Working data –
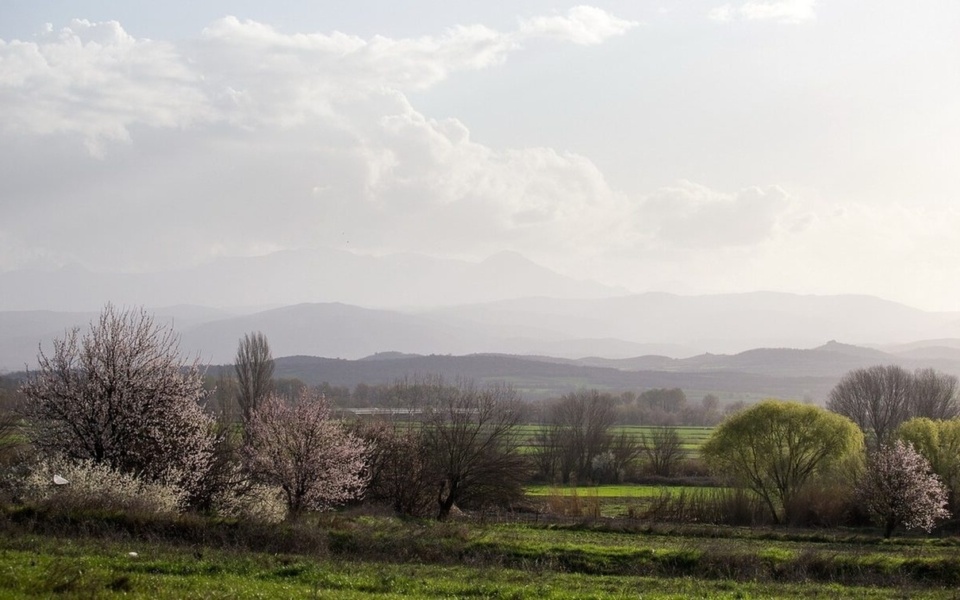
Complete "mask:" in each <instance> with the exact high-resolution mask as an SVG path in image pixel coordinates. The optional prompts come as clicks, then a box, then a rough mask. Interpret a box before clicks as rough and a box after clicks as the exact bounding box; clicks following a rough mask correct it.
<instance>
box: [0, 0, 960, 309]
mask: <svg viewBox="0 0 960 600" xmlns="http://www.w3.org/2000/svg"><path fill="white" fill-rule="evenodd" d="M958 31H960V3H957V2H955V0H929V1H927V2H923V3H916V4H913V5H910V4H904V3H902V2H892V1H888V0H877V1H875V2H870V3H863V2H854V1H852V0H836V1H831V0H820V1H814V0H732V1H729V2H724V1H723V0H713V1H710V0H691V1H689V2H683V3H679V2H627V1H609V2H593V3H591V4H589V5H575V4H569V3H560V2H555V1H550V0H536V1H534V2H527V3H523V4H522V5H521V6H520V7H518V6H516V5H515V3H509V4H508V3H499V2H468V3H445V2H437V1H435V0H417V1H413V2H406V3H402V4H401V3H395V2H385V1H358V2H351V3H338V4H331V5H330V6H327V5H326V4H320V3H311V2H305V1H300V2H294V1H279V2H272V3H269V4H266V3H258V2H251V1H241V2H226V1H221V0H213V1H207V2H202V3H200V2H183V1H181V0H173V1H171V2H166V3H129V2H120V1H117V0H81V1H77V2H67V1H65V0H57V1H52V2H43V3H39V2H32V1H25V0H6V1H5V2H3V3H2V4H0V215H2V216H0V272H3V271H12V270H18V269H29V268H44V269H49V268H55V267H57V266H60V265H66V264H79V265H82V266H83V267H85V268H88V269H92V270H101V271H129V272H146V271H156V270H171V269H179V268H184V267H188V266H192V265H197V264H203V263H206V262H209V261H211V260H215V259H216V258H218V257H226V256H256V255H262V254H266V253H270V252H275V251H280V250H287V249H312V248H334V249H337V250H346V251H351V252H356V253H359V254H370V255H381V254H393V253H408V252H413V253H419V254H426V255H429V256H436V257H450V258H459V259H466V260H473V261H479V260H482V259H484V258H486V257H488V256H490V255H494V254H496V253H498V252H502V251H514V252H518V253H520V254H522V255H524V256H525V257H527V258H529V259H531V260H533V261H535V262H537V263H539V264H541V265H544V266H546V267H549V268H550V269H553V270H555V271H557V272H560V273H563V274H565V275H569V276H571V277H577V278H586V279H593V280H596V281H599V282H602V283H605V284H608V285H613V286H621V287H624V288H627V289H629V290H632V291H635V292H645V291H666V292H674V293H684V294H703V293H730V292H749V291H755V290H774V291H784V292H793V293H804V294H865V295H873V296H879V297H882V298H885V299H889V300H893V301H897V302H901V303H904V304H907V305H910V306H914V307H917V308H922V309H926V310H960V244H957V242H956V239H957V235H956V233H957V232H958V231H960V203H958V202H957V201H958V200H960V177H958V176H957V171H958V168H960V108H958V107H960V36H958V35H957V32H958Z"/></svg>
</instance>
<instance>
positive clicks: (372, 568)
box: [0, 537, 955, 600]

* * *

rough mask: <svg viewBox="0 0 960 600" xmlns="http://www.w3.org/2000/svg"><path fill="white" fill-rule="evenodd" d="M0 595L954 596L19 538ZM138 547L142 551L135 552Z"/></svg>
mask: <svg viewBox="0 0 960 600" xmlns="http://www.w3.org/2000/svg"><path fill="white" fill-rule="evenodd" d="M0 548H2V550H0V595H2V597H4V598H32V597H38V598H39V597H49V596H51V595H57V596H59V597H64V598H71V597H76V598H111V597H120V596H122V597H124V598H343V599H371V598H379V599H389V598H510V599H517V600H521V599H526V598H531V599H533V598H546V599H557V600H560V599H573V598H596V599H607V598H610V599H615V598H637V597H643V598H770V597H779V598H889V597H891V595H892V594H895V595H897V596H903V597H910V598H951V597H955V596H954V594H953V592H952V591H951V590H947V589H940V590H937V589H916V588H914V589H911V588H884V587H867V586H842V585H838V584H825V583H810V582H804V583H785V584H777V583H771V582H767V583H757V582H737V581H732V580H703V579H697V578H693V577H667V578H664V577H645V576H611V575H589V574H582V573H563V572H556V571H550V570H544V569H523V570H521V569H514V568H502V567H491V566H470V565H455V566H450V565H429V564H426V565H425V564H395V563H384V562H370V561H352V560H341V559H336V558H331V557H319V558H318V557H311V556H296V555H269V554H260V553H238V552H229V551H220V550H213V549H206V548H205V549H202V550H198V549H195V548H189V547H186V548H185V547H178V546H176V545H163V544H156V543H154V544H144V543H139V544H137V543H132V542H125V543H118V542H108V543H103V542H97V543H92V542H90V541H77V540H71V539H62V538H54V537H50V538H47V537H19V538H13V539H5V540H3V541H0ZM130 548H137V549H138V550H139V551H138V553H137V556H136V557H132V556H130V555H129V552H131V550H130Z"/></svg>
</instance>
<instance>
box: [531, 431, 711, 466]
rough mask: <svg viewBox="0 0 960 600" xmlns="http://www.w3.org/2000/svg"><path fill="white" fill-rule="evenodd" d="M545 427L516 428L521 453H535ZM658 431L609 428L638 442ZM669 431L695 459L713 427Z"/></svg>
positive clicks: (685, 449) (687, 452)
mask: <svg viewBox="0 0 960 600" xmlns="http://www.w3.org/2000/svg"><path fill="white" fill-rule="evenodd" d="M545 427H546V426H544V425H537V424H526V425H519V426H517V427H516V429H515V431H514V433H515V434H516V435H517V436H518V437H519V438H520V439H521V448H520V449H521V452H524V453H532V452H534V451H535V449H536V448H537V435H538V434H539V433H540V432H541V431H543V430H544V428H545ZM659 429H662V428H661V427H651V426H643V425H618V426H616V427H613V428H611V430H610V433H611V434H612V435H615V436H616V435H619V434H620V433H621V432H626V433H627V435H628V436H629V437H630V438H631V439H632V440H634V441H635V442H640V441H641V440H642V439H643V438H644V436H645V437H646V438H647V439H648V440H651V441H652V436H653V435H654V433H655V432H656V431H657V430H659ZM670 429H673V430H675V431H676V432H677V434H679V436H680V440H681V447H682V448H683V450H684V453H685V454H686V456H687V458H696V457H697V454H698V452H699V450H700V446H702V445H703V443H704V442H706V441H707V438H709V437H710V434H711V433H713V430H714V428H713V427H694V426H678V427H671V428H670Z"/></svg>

Problem details – The range runs from the line above containing "box: [531, 431, 711, 466]" to the line containing "427L516 428L521 453H535ZM658", inclusive. Restate those lines word for word and no others.

Finished task –
box: [531, 431, 711, 466]
rough mask: <svg viewBox="0 0 960 600" xmlns="http://www.w3.org/2000/svg"><path fill="white" fill-rule="evenodd" d="M545 427L516 428L521 453H535ZM658 431L609 428L638 442ZM669 431L695 459L713 427Z"/></svg>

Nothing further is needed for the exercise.